WHAT TO PRODUCE
Leaving out all pictures, return the records word for word.

[Records from a dataset]
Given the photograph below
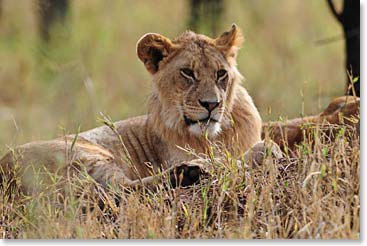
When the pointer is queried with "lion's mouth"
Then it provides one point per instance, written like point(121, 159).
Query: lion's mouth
point(205, 121)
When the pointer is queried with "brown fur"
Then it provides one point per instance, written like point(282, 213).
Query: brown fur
point(131, 151)
point(139, 146)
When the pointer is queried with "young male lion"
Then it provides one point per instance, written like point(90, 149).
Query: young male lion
point(197, 100)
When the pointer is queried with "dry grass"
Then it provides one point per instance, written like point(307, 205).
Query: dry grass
point(313, 194)
point(92, 67)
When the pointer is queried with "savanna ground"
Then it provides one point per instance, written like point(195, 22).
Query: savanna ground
point(91, 67)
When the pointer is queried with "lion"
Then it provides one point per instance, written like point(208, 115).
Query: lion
point(197, 100)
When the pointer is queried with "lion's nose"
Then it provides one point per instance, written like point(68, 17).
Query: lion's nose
point(209, 105)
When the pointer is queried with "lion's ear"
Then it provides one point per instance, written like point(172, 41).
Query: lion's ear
point(229, 42)
point(152, 48)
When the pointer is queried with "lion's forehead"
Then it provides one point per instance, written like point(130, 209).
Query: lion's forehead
point(201, 59)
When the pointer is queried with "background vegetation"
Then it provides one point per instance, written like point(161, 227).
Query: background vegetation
point(90, 66)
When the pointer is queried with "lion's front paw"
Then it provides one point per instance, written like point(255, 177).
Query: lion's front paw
point(186, 174)
point(259, 151)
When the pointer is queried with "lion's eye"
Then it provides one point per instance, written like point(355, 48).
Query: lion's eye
point(187, 73)
point(221, 74)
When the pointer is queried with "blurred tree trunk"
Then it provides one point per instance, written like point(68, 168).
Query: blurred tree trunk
point(205, 15)
point(50, 13)
point(1, 9)
point(349, 18)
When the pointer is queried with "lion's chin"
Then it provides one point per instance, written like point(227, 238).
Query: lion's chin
point(211, 129)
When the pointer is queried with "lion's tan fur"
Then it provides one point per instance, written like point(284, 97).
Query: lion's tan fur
point(136, 148)
point(124, 155)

ANSWER FOR THIS EXERCISE
Given the photograph below
When the pointer is queried with "lion's mouth"
Then it provides one point per instance, written like point(121, 159).
Query: lion's mouth
point(205, 121)
When the pointer is queried with "brown fur"
Then it provides one point per instance, written like point(282, 213).
Query: brown fur
point(131, 151)
point(139, 146)
When the pointer is queried with "young male lion"
Then it provides one point per instance, written like point(90, 149).
Query: young male lion
point(197, 100)
When the pointer is queried with "dry grass"
Then it provides one point per instance, written like point(307, 205).
Query: dry grass
point(313, 194)
point(92, 67)
When the pointer is queried with "savanna ground"
Then it provides one point per instance, written like point(195, 22).
Query: savanna ground
point(91, 67)
When the pointer is queried with "lion"
Then it provides one point per instance, written like point(208, 115).
Query: lion
point(197, 100)
When the pointer is queried with "lion's nose"
Then it provides one point per instance, written like point(68, 17).
Query: lion's nose
point(209, 105)
When the pointer is queried with "lion's ear"
Then it provides one point per instance, written like point(172, 41).
Query: lion's ear
point(229, 42)
point(152, 48)
When the pointer is queried with "lion's forehead"
Then it provides one point per instance, written like point(130, 209).
Query: lion's forehead
point(201, 59)
When the pointer is queried with "background vegetation"
Then it provides one point per instance, written like point(161, 227).
Query: background vegetation
point(90, 66)
When the pointer is queried with "lion's front paw"
Then it provides one point per instance, written like point(255, 177).
Query: lion's front paw
point(186, 174)
point(259, 151)
When the pointer is queried with "lion's eye"
Then it provides one point per instance, written like point(355, 48).
Query: lion's eye
point(187, 73)
point(221, 74)
When the pointer is queried with "blurred tree trunk"
Then it provides one point per instance, written like point(68, 168).
Query: blurred tree trunk
point(205, 15)
point(50, 13)
point(1, 9)
point(349, 18)
When the pointer is queried with "lion's chin"
Then it provides one point per instance, written like point(227, 238).
Query: lion's chin
point(211, 129)
When the pointer is queried with "lion's tan fur"
Then it provides one point per instance, written like point(284, 97).
Query: lion's tan fur
point(136, 148)
point(124, 155)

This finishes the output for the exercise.